Entries:
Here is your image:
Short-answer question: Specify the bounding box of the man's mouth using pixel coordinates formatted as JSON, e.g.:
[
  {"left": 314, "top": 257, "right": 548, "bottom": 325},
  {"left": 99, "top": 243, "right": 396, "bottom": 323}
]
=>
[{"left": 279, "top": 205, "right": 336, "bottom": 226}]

--

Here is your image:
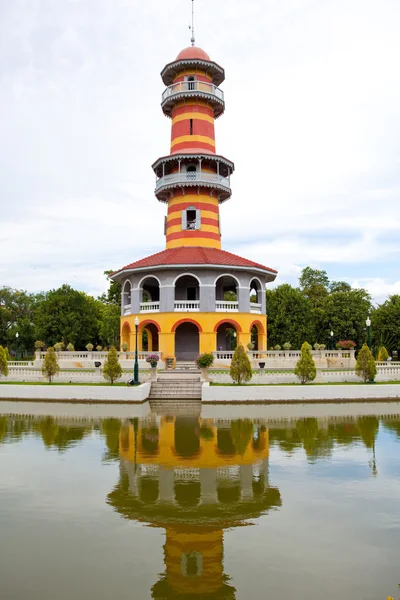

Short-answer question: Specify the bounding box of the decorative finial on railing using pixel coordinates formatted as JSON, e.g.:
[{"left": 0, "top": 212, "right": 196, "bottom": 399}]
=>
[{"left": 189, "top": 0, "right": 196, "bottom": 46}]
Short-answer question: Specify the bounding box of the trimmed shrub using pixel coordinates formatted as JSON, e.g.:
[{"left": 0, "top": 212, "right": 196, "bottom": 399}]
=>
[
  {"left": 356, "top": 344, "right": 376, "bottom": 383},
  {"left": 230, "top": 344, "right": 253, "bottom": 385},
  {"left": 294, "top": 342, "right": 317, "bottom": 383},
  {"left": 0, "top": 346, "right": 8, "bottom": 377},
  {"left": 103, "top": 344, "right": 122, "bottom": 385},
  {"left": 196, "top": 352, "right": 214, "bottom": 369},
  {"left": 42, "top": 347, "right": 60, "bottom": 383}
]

Task objective:
Display each line of the records that contains the string "using".

Completed exercise:
Short-answer question: Specify the bounding box of the man's mouth using pixel coordinates formatted as JSON, e.g.:
Short-answer question: Specify the bounding box of the decorative finial on railing using pixel coordinates formatted as JSON, e.g.:
Short-answer question: Specify the bounding box of the trimmed shrub using pixel coordinates formatted as JSON, e.g.:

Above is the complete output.